BEGIN RAW RECORDS

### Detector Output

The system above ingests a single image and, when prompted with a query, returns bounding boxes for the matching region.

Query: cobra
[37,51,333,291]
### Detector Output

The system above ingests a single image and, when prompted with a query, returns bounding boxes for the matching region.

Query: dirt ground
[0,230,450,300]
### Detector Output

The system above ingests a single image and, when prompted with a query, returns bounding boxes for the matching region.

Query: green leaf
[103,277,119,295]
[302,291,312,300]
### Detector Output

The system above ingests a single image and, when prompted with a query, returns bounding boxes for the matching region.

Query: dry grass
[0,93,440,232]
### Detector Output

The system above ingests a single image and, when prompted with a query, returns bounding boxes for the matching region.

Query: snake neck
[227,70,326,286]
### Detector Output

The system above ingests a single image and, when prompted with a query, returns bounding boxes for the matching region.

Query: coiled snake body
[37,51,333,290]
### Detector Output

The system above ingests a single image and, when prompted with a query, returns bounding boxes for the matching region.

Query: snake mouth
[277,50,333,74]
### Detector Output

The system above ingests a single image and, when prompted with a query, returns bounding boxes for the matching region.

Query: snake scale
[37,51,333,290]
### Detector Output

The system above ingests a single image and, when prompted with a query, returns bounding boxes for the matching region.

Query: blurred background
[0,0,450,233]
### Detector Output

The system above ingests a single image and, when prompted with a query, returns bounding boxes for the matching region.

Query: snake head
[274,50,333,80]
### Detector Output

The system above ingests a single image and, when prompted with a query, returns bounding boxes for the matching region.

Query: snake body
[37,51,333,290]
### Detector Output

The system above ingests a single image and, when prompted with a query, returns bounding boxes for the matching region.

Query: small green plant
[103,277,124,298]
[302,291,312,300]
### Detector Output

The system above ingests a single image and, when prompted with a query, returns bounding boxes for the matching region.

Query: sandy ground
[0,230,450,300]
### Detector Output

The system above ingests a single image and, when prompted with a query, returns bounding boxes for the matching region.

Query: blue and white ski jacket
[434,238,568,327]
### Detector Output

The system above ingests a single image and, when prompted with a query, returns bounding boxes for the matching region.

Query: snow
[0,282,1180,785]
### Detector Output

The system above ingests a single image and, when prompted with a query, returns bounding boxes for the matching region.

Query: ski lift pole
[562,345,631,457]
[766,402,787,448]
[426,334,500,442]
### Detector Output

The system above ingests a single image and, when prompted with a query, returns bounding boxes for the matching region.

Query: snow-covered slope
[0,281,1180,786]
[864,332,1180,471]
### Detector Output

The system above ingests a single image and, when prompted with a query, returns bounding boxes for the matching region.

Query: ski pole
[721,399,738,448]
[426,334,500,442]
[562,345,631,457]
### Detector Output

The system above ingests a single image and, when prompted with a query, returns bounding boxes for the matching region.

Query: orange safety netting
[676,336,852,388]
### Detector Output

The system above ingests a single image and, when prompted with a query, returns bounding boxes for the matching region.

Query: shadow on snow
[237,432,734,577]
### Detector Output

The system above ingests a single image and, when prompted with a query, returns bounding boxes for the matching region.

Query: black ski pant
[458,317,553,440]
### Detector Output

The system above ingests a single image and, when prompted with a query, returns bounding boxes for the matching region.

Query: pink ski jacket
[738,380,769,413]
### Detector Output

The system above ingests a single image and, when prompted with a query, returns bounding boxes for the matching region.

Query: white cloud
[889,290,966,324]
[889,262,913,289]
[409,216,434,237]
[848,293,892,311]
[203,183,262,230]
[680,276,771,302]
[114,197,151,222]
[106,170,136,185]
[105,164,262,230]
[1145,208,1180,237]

END RAW RECORDS

STATED TASK:
Change each "Detector Output" in the records above to "Localization Results", and leave every other part of the records unchanged.

THE RESPONSE:
### Localization Results

The system above ingests a single image and, when prompted with a query, returns bounding boxes for the matching region.

Query: cobra
[37,51,333,291]
### Localization Results

The system above ingests a single image and, when prompted with a query, returns bounding boxes for the matching region.

Query: dirt ground
[0,230,450,300]
### Localization Results

The system above ingests a single image and, when prompted with a query, returns bounding boxes for the matching region.

Query: green leaf
[103,277,119,295]
[302,291,312,300]
### Localization Results

The system above ingests a single image and, when prompted with a query, returns bounding boxes for the matching region.

Query: dry grass
[0,93,440,232]
### Localization Results

The system above ingests a single image and, when prompted with a query, returns bounding boxes for the matching region.

Query: snake neck
[227,70,326,286]
### Localization Results

The system above ingests a single image and, when prompted with a query, returns bounding boxes for the matching region.

Query: coiled snake body
[37,51,333,290]
### Localization Results

The system above ingests a single image and, when prompted with a query, returns bounding boxes for the matching region.

Query: snake mouth
[277,50,333,74]
### Localization Results

The system above ingests a single image and, when prompted with a query, returns bounding boxes for the matching region.

Query: snake scale
[37,51,333,290]
### Localization Results

The system above ingests a single image and, when prompted with a query, returns bounding boxes for the matching region.

Query: blurred background
[0,0,450,233]
### Localization Results

The system above ingests a single image and, when prompted with a query, returns bounding boxes for the matching region.

Query: snake head
[274,50,333,80]
### Localization Results

The system above ingests a single image and, when prompted with a query, returns bounding boxes for the matching region.

Query: snake body
[37,51,333,290]
### Localization Results

The system above ingests a single image and, when prompted with a query, returns bounding boxes for the matching region.

Query: small green plant
[103,277,124,298]
[302,291,312,300]
### Localization Results

The system above ingests a single image and, when prompted with a query, returns bounding boxes for the matching region.

Query: sandy ground
[0,230,450,300]
### Localization Results

The system above ingests a single image and, when prompted with a query, returns bounding boxes for the matching region.

Query: blue and white ski jacket
[434,238,568,327]
### Localization Results

The system above ingests a single image and, when prompted with a query, returns bounding boxes for the matching region.

Query: snow
[0,282,1180,785]
### Localization Results

The system above ingests a single image and, when prompted with a query, returns bounding boxes for the matching region.

Query: ski lift pole
[562,345,631,457]
[766,402,787,448]
[426,334,500,442]
### Localization Results

The system above ingests a single image and, when prompted with a query, returns bounding boxes for the matching region.

Query: snow-covered slope
[0,281,1180,786]
[864,332,1180,471]
### Localization Results

The system above ingests a single image and, when prompted with a query, returns bounding boxes for the matching region.

Query: ski pole
[721,399,738,448]
[426,334,500,442]
[562,345,631,457]
### Localization Results

The system above ingests a single image and, when prompted with a query, returns bounding boxes for the matching region.

Query: orange safety netting
[676,336,852,388]
### Localization Results

The system above ingests a single image and, when prompted with a query, returns bounding boxes for the matching region.

Query: shadow on snow
[237,432,734,577]
### Localization Results

The system above ingests a single image and, when prompted with a query, returns bounding boxes for the matching region.

Query: black ski pant
[458,317,553,440]
### Localization Results

The system above ingests a single image and, when prompted with a query, returns bounding boxes for the matching region.

Query: pink ski jacket
[738,380,769,413]
### Localization Results

The system above ingests a single image and, when prompted with a query, returns bounding boxes for the matching region.

Query: white cloud
[889,290,966,324]
[889,262,913,289]
[409,216,434,237]
[848,293,892,311]
[203,183,262,230]
[680,276,771,302]
[114,197,151,222]
[106,170,136,185]
[105,164,262,230]
[1145,208,1180,237]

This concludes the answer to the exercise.